_What you need to do:_
Please transcribe the listing that follows exactly; images are to be excluded.

Top of Data for analysis

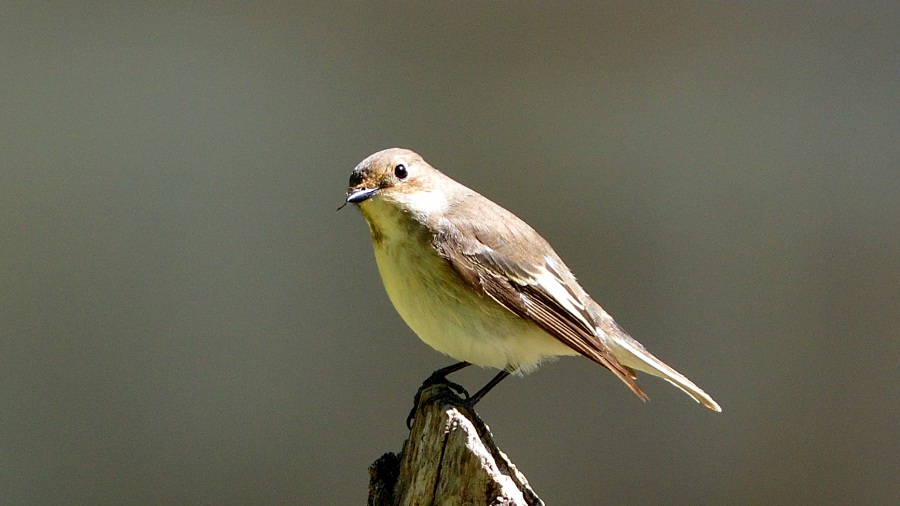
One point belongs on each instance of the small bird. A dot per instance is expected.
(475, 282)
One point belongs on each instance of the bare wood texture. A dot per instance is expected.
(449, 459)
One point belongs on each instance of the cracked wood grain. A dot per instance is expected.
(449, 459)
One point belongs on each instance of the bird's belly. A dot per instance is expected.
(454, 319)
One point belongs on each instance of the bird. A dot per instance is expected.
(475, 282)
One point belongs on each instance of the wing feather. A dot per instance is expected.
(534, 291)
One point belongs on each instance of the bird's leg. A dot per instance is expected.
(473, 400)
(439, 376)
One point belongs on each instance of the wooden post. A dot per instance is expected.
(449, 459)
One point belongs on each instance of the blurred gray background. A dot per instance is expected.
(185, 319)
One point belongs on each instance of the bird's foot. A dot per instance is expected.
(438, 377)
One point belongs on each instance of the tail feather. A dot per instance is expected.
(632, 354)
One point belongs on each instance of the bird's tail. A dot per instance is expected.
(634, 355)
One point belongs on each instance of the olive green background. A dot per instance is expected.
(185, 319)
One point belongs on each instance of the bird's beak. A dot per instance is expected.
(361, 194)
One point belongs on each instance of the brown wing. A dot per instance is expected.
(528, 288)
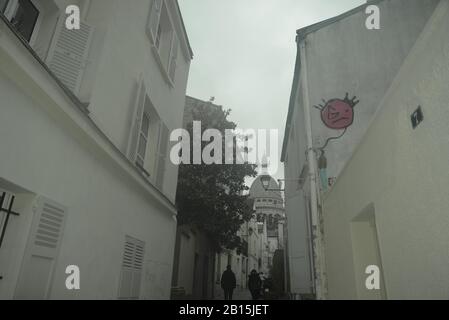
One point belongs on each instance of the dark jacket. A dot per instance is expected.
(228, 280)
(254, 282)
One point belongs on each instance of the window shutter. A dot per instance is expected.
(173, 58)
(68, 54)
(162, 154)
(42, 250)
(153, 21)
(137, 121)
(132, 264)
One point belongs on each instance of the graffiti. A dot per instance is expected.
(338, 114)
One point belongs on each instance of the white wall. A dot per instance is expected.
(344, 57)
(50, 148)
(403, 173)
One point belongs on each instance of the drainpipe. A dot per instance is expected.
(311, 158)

Bottom of Data for analysis

_Expected answer:_
One point belongs on each instance of the small bird. A dot per instance is expected.
(475, 282)
One point belongs on each instance of the bare wood texture. A dot per instance is expected.
(449, 459)
One point belongs on each instance of the cracked wood grain. A dot per instance is expected.
(449, 459)
One point belongs on each instance of the bird's belly. A dot per instance is expected.
(454, 319)
One point belongs on each instance of the bird. A dot per instance is expected.
(475, 282)
One point belongs on each instance of the wing feather. A dot per instance is expected.
(534, 291)
One point belongs on each instance of the bird's leg. A dot per instance is expected.
(473, 400)
(439, 376)
One point belongs on each instance of the wooden post. A dot per instance is expected.
(449, 459)
One point belongs on each instance of the blurred gray background. A dot per instance is expected.
(185, 319)
One point belongs on each instance of the bird's foot. A dot per instance is expected.
(438, 377)
One point belongs on each instance of the tail feather. A dot per instance is expected.
(632, 354)
One point belongs on each instance of the bird's tail. A dot per instance is expected.
(634, 355)
One point belongs on each instance of the olive green background. A dot per instance is expected.
(185, 319)
One point belongs on each instance of the bird's beak. A dot per instance is expected.
(361, 194)
One point belongs on each instance of the brown wing. A dot per instance is expected.
(528, 288)
One point belongs on each instance of the dark jacket. A dot per instance is expected.
(228, 280)
(254, 282)
One point belongs on each instance of the window shutter. A dot per instance is expected.
(173, 58)
(68, 54)
(162, 154)
(42, 250)
(153, 21)
(137, 121)
(132, 264)
One point belongs on each instance of the graffiti. A dot per instance is expected.
(338, 114)
One point belongs on each instance of the white wall. A dot per instance is expected.
(344, 57)
(50, 148)
(403, 173)
One point belongs on each instance of the drainpipe. A dot per instance is expected.
(311, 158)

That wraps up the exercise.